# Sentiment Analysis 😃😢🤬

[Referencia](https://colab.research.google.com/drive/1ysEKrw_LE2jMndo1snrZUh5w87LQsCxk#forceEdit=true&sandboxMode=true&scrollTo=Fo3WY-e86zX2)

### 🍿Movie Review Dataset:
This dataset contains 25,000 reviews from IMDB where each one is already preprocessed and has a label as either positive or negative. Each review is encoded by integers that represents how common a word is in the entire dataset. For example, a word encoded by the integer 3 means that it is the 3rd most common word in the dataset.
 




In [15]:
from keras.datasets import imdb
import keras
import tensorflow as tf
import os
import numpy as np

In [16]:
VOCAB_SIZE = 88584
BATCH_SIZE = 64

(train_data, train_labels), (test_data, test_labels) = imdb.load_data(num_words = VOCAB_SIZE)

Como dice la descripcion del dataset:

> Cada $y \in Y | type(y) = list<\N>$<br>
> Sea $y$ = train_data[1] $\land$ $y[0] = 2 \rightarrow$ la palabra en y[0] es la segunda mas comun del dataset.


In [17]:
train_data[1][:10]

[1, 194, 1153, 194, 8255, 78, 228, 5, 6, 1463]

Sin embargo, no todas las reviews tienen el mismo tamaño, pero la red solo puede procesar datos de un tamaño fijo.<br>
Entonces preprocesamos los inputs:

* if the review is greater than 250 words then trim off the extra words <br>
* if the review is less than 250 words add the necessary amount of 0's to make it equal to 250.

In [23]:
MAXLEN = 250
train_data = keras.utils.pad_sequences(train_data, MAXLEN)
test_data = keras.utils.pad_sequences(test_data, MAXLEN)

len(train_data[1]) == MAXLEN

True

### Armo el modelo 🤖

#### RNNs vs LSTM

> **Simple Recurrent Neural Networks (simpleRNN)**: A recurrent layer processes words or input one at a time in a combination with the output from the previous iteration. This will allow it to treat words differently based on their order in a sentence and to slowly build an understanding of the entire input, one word at a time.

----

• _Tarea_: Transcribe completa y sin cambios la página sobre análisis de sentimiento. El material que viene a continuación no tiene relación con la página.

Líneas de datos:
----

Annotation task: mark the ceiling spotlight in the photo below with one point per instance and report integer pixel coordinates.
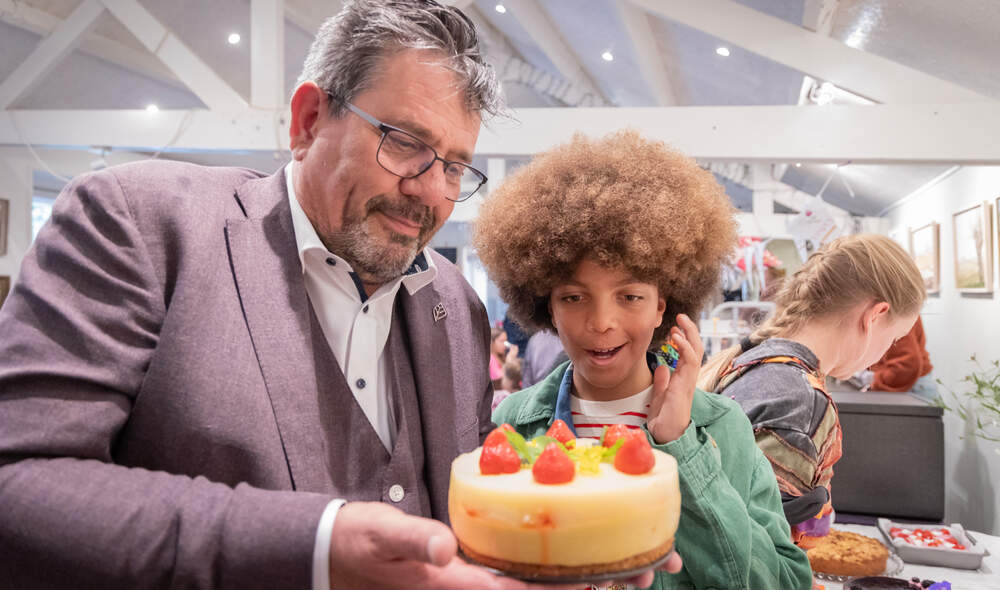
(822, 94)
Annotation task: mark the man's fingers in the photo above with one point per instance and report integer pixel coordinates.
(401, 536)
(441, 549)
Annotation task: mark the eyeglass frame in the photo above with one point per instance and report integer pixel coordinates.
(385, 128)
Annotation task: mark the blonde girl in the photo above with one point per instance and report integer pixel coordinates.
(836, 316)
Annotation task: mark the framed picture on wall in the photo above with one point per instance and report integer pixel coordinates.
(4, 222)
(925, 247)
(4, 289)
(973, 234)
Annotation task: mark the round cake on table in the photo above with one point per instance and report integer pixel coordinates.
(558, 507)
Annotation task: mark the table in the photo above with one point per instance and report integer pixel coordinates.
(987, 577)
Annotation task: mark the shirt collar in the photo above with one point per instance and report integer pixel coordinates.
(563, 398)
(418, 275)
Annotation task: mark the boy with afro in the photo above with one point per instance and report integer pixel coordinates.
(615, 244)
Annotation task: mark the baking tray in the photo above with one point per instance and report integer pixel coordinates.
(969, 558)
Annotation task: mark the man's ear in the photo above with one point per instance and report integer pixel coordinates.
(872, 313)
(307, 107)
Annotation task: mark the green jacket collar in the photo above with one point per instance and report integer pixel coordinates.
(542, 399)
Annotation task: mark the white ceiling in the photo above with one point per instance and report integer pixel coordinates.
(549, 54)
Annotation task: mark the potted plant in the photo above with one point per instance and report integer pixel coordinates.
(980, 400)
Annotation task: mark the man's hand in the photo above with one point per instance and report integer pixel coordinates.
(376, 546)
(670, 409)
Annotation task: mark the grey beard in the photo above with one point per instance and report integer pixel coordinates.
(372, 260)
(377, 262)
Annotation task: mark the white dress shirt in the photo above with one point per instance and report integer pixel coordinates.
(356, 327)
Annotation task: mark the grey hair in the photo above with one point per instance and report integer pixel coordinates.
(349, 48)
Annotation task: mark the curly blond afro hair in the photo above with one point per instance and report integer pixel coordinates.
(621, 200)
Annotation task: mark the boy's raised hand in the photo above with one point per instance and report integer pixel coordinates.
(670, 410)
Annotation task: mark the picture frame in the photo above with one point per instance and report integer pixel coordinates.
(925, 248)
(4, 288)
(973, 241)
(4, 223)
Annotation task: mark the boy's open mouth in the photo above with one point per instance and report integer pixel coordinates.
(604, 353)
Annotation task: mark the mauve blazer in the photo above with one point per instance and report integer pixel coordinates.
(164, 410)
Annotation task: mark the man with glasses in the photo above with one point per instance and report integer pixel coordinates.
(199, 366)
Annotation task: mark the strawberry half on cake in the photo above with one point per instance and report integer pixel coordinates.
(557, 507)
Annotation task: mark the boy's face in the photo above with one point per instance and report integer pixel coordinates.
(605, 319)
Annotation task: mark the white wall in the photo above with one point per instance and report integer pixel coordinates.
(16, 167)
(957, 326)
(15, 186)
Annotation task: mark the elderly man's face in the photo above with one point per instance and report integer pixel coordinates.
(374, 219)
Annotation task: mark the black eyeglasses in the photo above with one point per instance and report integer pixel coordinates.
(407, 156)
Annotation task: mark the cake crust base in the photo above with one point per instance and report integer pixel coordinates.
(535, 570)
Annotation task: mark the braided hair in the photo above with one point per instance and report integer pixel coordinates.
(844, 273)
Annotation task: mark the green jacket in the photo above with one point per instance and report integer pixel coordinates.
(732, 533)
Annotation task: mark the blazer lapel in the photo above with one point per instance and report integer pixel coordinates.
(444, 407)
(300, 373)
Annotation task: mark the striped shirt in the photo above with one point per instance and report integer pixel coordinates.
(590, 417)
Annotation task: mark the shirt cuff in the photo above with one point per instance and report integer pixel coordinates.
(321, 550)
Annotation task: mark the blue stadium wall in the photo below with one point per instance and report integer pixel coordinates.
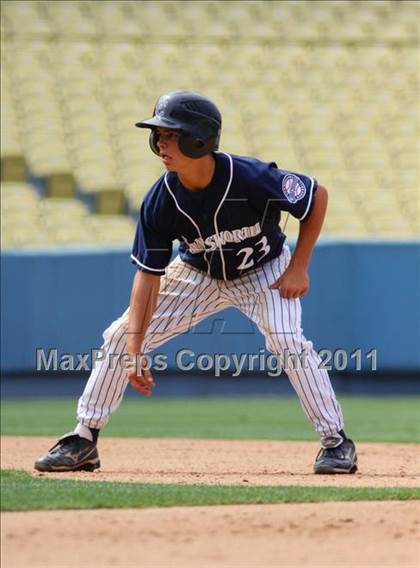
(364, 295)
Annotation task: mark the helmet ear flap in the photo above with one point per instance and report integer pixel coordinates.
(153, 140)
(195, 147)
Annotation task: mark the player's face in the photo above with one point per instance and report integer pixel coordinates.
(171, 156)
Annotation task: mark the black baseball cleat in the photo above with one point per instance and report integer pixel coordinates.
(342, 459)
(70, 453)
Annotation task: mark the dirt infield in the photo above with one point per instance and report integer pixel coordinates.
(226, 462)
(380, 535)
(363, 534)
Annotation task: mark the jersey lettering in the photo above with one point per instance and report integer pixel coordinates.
(247, 252)
(216, 241)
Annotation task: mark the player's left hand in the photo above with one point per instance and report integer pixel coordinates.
(293, 283)
(140, 379)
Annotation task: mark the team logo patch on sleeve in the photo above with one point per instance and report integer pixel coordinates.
(293, 188)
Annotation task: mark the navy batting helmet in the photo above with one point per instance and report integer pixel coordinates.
(196, 116)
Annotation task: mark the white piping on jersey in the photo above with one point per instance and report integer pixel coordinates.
(309, 200)
(145, 266)
(217, 211)
(190, 218)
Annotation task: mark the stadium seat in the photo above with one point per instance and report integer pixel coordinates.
(328, 88)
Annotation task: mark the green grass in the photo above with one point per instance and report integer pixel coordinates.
(22, 492)
(368, 419)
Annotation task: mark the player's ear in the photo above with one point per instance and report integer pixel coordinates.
(153, 140)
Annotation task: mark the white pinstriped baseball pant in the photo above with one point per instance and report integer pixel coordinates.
(186, 297)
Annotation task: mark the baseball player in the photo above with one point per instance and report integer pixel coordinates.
(225, 211)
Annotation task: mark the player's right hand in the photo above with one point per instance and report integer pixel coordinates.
(141, 380)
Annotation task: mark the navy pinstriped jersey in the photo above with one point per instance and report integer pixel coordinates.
(227, 228)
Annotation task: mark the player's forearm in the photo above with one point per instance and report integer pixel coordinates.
(142, 306)
(310, 230)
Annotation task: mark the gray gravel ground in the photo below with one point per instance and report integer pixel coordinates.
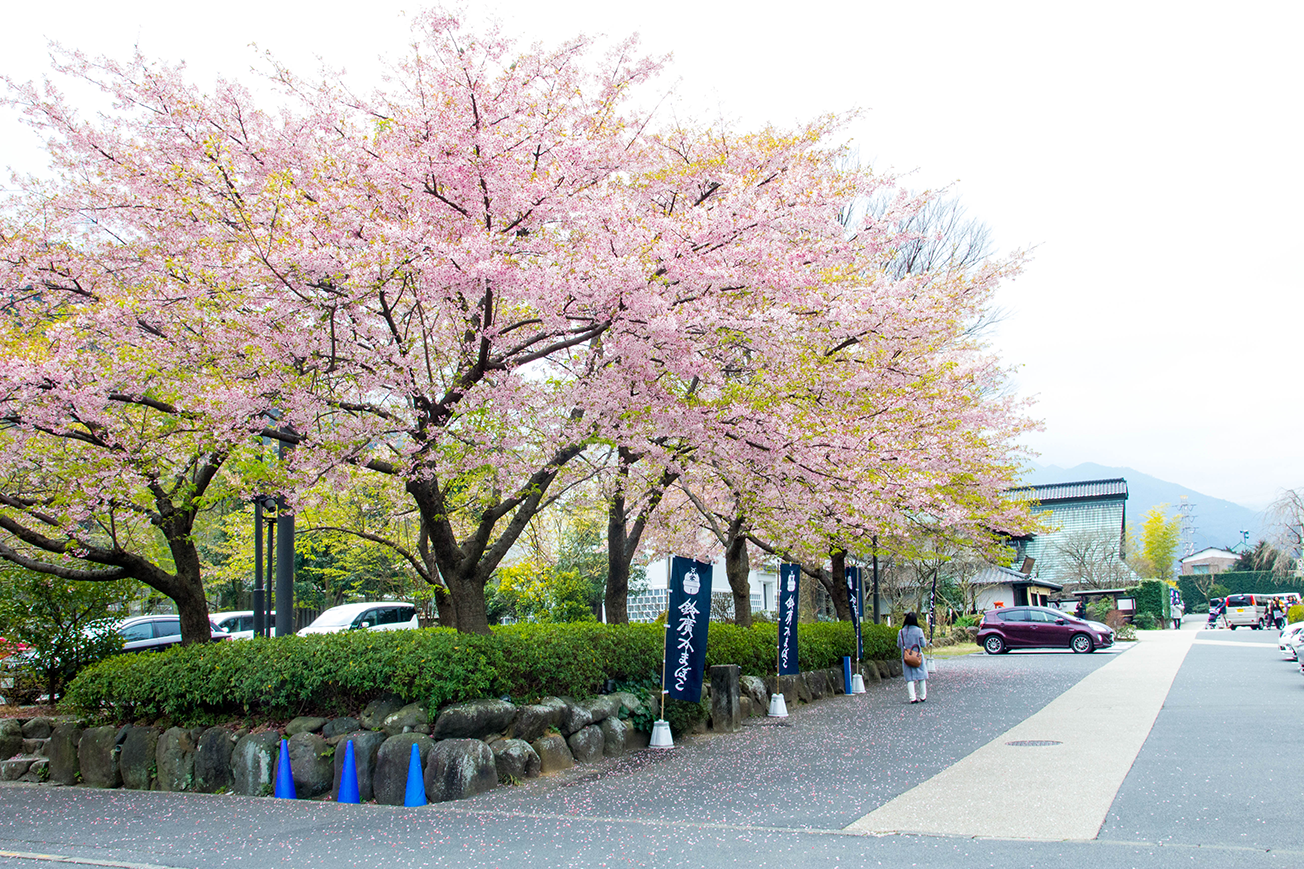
(1210, 788)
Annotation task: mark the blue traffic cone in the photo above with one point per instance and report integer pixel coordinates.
(284, 779)
(348, 778)
(416, 783)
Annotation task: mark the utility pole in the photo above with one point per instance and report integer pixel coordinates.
(878, 612)
(284, 561)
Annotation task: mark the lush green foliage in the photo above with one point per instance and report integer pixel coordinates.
(1152, 598)
(277, 677)
(1159, 539)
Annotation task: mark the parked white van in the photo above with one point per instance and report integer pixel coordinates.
(372, 615)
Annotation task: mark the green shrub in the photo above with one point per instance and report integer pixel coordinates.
(1152, 598)
(286, 676)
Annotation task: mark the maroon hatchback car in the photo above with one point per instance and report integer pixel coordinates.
(1039, 628)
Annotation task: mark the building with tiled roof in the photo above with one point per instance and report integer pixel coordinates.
(1085, 523)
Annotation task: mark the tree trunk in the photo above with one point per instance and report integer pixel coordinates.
(185, 587)
(617, 593)
(738, 572)
(467, 599)
(836, 585)
(192, 607)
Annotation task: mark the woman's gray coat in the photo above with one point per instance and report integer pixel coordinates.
(909, 637)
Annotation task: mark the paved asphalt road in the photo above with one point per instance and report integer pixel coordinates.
(1215, 784)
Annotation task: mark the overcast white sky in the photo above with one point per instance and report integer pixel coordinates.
(1150, 153)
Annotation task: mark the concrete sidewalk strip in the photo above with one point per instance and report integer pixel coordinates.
(1047, 791)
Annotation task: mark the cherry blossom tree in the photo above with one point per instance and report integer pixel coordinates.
(492, 281)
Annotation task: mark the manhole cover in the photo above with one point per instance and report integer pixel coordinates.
(1033, 743)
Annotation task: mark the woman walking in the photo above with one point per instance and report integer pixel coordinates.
(912, 641)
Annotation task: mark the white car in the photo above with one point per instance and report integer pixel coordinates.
(239, 623)
(1290, 638)
(372, 615)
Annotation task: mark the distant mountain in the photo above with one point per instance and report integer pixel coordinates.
(1218, 523)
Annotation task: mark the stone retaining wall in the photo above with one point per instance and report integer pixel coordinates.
(466, 749)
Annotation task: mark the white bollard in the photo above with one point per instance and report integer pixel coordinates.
(661, 735)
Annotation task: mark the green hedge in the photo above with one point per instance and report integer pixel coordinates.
(334, 673)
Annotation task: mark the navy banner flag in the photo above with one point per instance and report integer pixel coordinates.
(853, 599)
(789, 582)
(686, 628)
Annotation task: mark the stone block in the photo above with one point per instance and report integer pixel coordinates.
(138, 758)
(367, 744)
(816, 683)
(61, 750)
(14, 769)
(213, 767)
(725, 713)
(340, 726)
(97, 754)
(459, 769)
(586, 744)
(253, 763)
(553, 753)
(174, 760)
(536, 719)
(311, 765)
(38, 771)
(391, 765)
(515, 760)
(474, 719)
(755, 688)
(11, 737)
(408, 719)
(374, 714)
(38, 728)
(613, 736)
(574, 716)
(305, 724)
(601, 707)
(635, 740)
(629, 702)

----

• _Solución propuesta_:
# Sentiment Analysis 😃😢🤬

[Referencia](https://colab.research.google.com/drive/1ysEKrw_LE2jMndo1snrZUh5w87LQsCxk#forceEdit=true&sandboxMode=true&scrollTo=Fo3WY-e86zX2)

### 🍿Movie Review Dataset:
This dataset contains 25,000 reviews from IMDB where each one is already preprocessed and has a label as either positive or negative. Each review is encoded by integers that represents how common a word is in the entire dataset. For example, a word encoded by the integer 3 means that it is the 3rd most common word in the dataset.
 




In [15]:
from keras.datasets import imdb
import keras
import tensorflow as tf
import os
import numpy as np

In [16]:
VOCAB_SIZE = 88584
BATCH_SIZE = 64

(train_data, train_labels), (test_data, test_labels) = imdb.load_data(num_words = VOCAB_SIZE)

Como dice la descripcion del dataset:

> Cada $y \in Y | type(y) = list<\N>$<br>
> Sea $y$ = train_data[1] $\land$ $y[0] = 2 \rightarrow$ la palabra en y[0] es la segunda mas comun del dataset.


In [17]:
train_data[1][:10]

[1, 194, 1153, 194, 8255, 78, 228, 5, 6, 1463]

Sin embargo, no todas las reviews tienen el mismo tamaño, pero la red solo puede procesar datos de un tamaño fijo.<br>
Entonces preprocesamos los inputs:

* if the review is greater than 250 words then trim off the extra words <br>
* if the review is less than 250 words add the necessary amount of 0's to make it equal to 250.

In [23]:
MAXLEN = 250
train_data = keras.utils.pad_sequences(train_data, MAXLEN)
test_data = keras.utils.pad_sequences(test_data, MAXLEN)

len(train_data[1]) == MAXLEN

True

### Armo el modelo 🤖

#### RNNs vs LSTM

> **Simple Recurrent Neural Networks (simpleRNN)**: A recurrent layer processes words or input one at a time in a combination with the output from the previous iteration. This will allow it to treat words differently based on their order in a sentence and to slowly build an understanding of the entire input, one word at a time.